Records for this task |

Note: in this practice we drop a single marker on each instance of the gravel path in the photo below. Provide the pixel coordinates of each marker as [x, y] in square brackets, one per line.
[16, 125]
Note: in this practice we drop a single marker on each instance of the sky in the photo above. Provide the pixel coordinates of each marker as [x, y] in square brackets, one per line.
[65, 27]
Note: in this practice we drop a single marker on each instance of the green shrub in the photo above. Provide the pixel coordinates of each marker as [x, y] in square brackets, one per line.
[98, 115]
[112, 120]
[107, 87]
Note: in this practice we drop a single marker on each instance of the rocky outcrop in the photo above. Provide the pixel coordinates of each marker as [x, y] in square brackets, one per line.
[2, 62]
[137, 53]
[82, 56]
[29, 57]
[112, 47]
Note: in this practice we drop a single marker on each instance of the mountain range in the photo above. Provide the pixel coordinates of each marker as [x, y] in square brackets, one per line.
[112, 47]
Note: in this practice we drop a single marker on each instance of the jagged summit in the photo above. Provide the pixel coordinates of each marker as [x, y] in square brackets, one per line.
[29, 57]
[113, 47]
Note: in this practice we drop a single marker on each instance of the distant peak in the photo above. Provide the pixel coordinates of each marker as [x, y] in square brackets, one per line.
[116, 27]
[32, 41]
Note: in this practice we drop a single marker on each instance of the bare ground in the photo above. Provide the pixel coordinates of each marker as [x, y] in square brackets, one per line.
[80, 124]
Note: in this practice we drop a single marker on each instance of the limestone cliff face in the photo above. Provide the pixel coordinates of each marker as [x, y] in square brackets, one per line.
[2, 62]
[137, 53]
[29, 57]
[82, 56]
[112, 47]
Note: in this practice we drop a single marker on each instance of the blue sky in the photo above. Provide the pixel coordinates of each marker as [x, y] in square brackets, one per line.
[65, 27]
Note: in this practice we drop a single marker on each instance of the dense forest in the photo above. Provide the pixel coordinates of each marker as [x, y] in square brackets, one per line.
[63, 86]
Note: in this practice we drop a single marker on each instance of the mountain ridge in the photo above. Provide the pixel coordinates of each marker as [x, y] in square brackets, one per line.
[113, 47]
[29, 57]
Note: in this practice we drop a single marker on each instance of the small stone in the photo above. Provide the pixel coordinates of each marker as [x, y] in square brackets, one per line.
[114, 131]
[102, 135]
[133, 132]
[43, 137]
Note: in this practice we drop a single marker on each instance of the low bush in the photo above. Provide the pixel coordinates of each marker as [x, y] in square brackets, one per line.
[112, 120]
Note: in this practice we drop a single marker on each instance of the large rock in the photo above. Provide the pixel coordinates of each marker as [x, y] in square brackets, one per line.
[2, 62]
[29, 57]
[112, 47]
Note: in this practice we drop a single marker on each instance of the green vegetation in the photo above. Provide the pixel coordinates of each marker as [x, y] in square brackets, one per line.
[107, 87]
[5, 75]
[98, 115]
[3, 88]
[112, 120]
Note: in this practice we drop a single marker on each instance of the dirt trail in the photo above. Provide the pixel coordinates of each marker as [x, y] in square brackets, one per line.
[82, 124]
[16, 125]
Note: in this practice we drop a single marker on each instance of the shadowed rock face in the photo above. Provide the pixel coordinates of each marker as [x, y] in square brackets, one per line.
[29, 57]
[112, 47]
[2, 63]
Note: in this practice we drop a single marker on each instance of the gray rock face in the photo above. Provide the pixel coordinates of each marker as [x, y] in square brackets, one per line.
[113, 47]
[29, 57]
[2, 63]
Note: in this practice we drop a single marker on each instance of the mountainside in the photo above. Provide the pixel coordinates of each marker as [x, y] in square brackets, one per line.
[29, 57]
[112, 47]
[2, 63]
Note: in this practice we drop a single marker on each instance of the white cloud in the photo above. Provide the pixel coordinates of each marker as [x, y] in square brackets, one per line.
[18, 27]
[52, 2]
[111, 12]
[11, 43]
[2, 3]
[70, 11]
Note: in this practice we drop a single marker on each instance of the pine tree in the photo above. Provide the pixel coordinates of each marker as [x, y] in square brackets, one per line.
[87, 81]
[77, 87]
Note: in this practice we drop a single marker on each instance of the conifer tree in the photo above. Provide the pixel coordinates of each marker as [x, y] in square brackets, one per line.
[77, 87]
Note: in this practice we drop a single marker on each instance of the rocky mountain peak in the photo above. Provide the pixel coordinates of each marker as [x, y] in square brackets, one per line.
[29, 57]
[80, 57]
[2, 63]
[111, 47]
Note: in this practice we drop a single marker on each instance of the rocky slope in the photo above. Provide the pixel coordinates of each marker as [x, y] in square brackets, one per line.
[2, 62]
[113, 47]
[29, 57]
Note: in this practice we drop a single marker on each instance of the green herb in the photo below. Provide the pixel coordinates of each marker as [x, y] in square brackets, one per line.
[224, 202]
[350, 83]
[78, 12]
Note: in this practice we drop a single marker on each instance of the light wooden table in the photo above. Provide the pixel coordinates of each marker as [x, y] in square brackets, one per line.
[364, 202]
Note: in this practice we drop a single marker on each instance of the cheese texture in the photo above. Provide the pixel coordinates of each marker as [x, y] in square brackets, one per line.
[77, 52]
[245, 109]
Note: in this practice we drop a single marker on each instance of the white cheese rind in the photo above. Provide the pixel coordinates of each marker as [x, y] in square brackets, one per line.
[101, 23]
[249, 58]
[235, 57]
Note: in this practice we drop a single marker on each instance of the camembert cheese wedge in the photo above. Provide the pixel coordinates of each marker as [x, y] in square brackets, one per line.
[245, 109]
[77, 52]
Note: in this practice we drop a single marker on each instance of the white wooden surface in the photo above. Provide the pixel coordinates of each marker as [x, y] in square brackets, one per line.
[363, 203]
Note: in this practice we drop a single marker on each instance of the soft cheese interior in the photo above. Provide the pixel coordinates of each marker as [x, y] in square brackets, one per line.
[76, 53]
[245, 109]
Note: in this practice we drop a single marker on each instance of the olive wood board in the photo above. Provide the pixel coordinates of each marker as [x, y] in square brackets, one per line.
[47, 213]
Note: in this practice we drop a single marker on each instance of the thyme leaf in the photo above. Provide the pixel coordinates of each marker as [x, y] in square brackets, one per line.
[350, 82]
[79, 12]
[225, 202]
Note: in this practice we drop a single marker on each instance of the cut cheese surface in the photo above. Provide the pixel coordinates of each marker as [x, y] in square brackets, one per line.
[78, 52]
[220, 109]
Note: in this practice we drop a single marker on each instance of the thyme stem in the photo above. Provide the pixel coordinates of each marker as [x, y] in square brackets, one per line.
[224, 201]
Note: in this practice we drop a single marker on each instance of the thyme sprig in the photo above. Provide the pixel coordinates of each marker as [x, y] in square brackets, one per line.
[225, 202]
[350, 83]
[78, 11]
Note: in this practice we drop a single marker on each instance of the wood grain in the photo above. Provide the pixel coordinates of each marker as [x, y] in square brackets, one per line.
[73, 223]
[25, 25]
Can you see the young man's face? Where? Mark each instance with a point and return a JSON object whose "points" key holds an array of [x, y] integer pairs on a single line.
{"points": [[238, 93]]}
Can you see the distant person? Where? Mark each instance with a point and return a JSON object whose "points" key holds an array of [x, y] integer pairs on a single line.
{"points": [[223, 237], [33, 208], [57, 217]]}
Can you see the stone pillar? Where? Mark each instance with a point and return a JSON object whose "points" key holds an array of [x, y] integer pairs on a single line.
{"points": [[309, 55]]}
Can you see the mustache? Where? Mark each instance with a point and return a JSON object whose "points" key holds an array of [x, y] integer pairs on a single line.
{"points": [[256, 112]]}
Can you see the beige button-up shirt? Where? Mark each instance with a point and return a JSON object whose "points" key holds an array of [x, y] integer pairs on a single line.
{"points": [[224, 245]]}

Required work | Transcribe the material in full; every line must match exactly.

Answer space |
Note: in this practice we drop a single marker on each instance of the gravel path in the photo below. Provide the pixel coordinates of each marker as [x, y] in square brackets, one per line.
[16, 125]
Note: in this practice we drop a single marker on each instance of the sky in the photo above. Provide the pixel coordinates of each marker as [x, y] in square brackets, one per line.
[65, 27]
Note: in this practice we drop a single marker on each instance of the green shrub in the photo above. Provide the pixel coordinates of each marker as [x, y] in square brackets, one per line.
[98, 115]
[112, 120]
[107, 87]
Note: in this practice we drop a single marker on each instance of the rocky outcrop in the photo above. Provide the pixel coordinates of each marker as [x, y] in square brackets, one per line.
[2, 62]
[137, 53]
[82, 56]
[29, 57]
[112, 47]
Note: in this practice we drop a single marker on each instance of the mountain range in the photo above. Provide the pixel coordinates of each marker as [x, y] in square brackets, one per line.
[112, 47]
Note: in this practice we drop a single marker on each instance of the jagged summit in the photo above. Provide the pixel coordinates of each marker as [x, y] in square brackets, one per line.
[29, 57]
[113, 47]
Note: in this practice we drop a single marker on each instance of the distant peak in the photo above. Provide the pixel coordinates of each marker as [x, y] in square brackets, one per line.
[116, 27]
[32, 41]
Note: in this practice we drop a single marker on each instance of the bare ground in the photo above. Provide the pixel coordinates of each marker as [x, y] in square brackets, one per line.
[80, 124]
Note: in this practice we drop a single marker on each instance of the limestone cliff face in the photo above. Provide the pixel coordinates of each marker as [x, y] in square brackets, one per line.
[2, 62]
[137, 53]
[29, 57]
[82, 56]
[112, 47]
Note: in this practice we drop a single marker on each instance of the blue sky in the photo above. Provide the pixel coordinates of each marker as [x, y] in square brackets, one per line.
[65, 27]
Note: in this practice we drop a single marker on each instance of the dense forest in the photo above. Provide the pixel coordinates of each marker as [x, y] in square brackets, one per line.
[63, 86]
Note: in this practice we drop a single marker on each instance of the mountain ridge in the photo above. Provide the pixel coordinates of each marker as [x, y] in square brackets, one per line.
[113, 47]
[29, 57]
Note: in this practice we drop a single marker on each instance of the small stone in the photo above. Provide the pixel coordinates of each marker as [x, y] in square brackets, one per line.
[114, 131]
[102, 135]
[133, 132]
[43, 137]
Note: in this practice we drop a single marker on each instance of the low bush in the photo above. Provide the pixel coordinates of each marker as [x, y] in square brackets, one per line.
[112, 120]
Note: in this practice we drop a single marker on each instance of the large rock in the photo above. Provide the pixel coordinates of each marker as [x, y] in square brackets, one per line.
[2, 62]
[29, 57]
[112, 47]
Note: in this practice we drop a single marker on each instance of the green vegetation in the photo above. Provide the pixel coordinates of each marker as [x, y] in square brackets, one per line.
[107, 87]
[5, 75]
[98, 115]
[3, 88]
[112, 120]
Note: in this practice we drop a single marker on each instance of the dirt trail in the photo above. Provide the pixel coordinates of each marker as [x, y] in square brackets, one per line.
[82, 124]
[16, 125]
Note: in this practice we drop a single marker on each instance of the shadowed rock face in the photo above. Provide the pixel coordinates of each marker as [x, y] in square brackets, one per line.
[29, 57]
[112, 47]
[2, 63]
Note: in this practice we drop a single marker on each instance of the gray rock face in the photo above. Provide the pixel coordinates of each marker as [x, y] in square brackets, one per line.
[113, 47]
[29, 57]
[2, 63]
Note: in this practice we drop a single marker on each instance of the mountainside in the photo above. Provide the pixel coordinates of each marker as [x, y] in square brackets, one per line.
[29, 57]
[112, 47]
[2, 63]
Note: in this practice we drop a single marker on each instance of the white cloud in the photo above. Provide the pixel coordinates of each marker as [x, y] in square brackets, one per line.
[18, 27]
[52, 2]
[111, 12]
[11, 43]
[2, 3]
[70, 11]
Note: in this practice we drop a single marker on each instance of the pine tree in the photo above. Provide the pixel coordinates of each marker as [x, y] in square brackets, one per line.
[87, 81]
[77, 87]
Note: in this practice we drop a single marker on each instance of the conifer tree in the photo above. Provide the pixel coordinates of each marker as [x, y] in square brackets, one per line.
[77, 87]
Note: in this practice we drop a single marker on each instance of the rocky mountain peak in the photo above. Provide the pixel coordinates of each marker as [x, y] in square brackets, one per line.
[29, 57]
[80, 57]
[2, 63]
[111, 47]
Note: in this practice we drop a single marker on each instance of the rocky slope in the photo above. Provide the pixel coordinates of each marker as [x, y] in square brackets, one per line.
[2, 62]
[113, 47]
[29, 57]
Note: in this practice we drop a single marker on each instance of the green herb in the photo below. Provide the pixel coordinates of each marker as [x, y] in square brackets, one per line.
[224, 202]
[350, 83]
[78, 12]
Note: in this practice we drop a single marker on each instance of the light wooden table in the photo above. Provide the pixel coordinates of each marker as [x, y] in square brackets, one per line.
[364, 202]
Note: in this practice we drop a single marker on each instance of the cheese texture in the photo above. Provide the pixel coordinates of each marker as [x, y] in square brackets, one per line.
[77, 52]
[245, 109]
Note: in this practice we drop a single marker on each instance of the white cheese rind in the photo above. Provide the pixel coordinates of each marker as [x, y] in square brackets, one per line.
[101, 23]
[249, 58]
[235, 57]
Note: in this practice we drop a single marker on each instance of the camembert cheese wedge in the photo above. Provide the pixel coordinates of each marker as [x, y] in square brackets, one per line.
[245, 109]
[77, 52]
Note: in this practice we drop a single marker on each instance of the white wooden surface in the photo above. Provide the pixel coordinates of each marker as [x, y] in square brackets, one per line.
[363, 203]
Note: in this practice we drop a single marker on each instance of the soft cheese interior in the photo above. Provide the pixel coordinates of each marker as [x, y] in square brackets, one per line.
[76, 53]
[245, 109]
Note: in this practice we drop a single marker on each instance of the olive wood board in the photo above. Provide the pixel coordinates of each marker as [x, y] in square brackets, one per line.
[47, 213]
Note: in this practice we drop a single marker on each instance of the thyme leaf in the photo above. Provide the pixel coordinates of each marker as [x, y] in square brackets, one per line.
[350, 82]
[79, 12]
[225, 202]
Note: in this practice we drop a single marker on each instance of the cut cheese surface in the photo above. Provide the pixel coordinates of each marker as [x, y] in square brackets, one per line.
[78, 52]
[220, 109]
Note: in this practice we drop a single marker on each instance of the thyme stem in the photo above. Provide the pixel coordinates of each marker as [x, y] in square brackets, one per line.
[224, 201]
Note: in this practice we drop a single marker on each instance of the thyme sprig in the photo above. Provide the pixel coordinates of each marker as [x, y] in square brackets, one per line.
[225, 202]
[350, 83]
[78, 11]
Note: in this practice we drop a single marker on each instance of the wood grain in the photo above. Provide the pixel coordinates of each marker as [x, y] in square brackets, one per line.
[73, 223]
[25, 25]
Can you see the young man's face? Where? Mark each instance with a point and return a JSON object whose "points" key holds an array of [x, y] integer pairs on a single line.
{"points": [[238, 93]]}
Can you see the distant person? Where? Mark each instance with a point and return a JSON object whose "points" key holds an array of [x, y] integer pairs on a single line.
{"points": [[223, 237], [33, 208], [57, 217]]}
Can you see the stone pillar? Where? Mark each instance with a point and return a JSON object whose "points" key holds an array of [x, y] integer pairs on a single line.
{"points": [[309, 55]]}
Can you see the mustache? Where? Mark each instance with a point and return a JSON object whose "points" key holds an array of [x, y] integer pairs on a single line.
{"points": [[256, 112]]}
Can you see the beige button-up shirt? Where? Mark each instance with a point and return a JSON object whose "points" key holds an array of [x, y] integer pairs on a single line.
{"points": [[224, 245]]}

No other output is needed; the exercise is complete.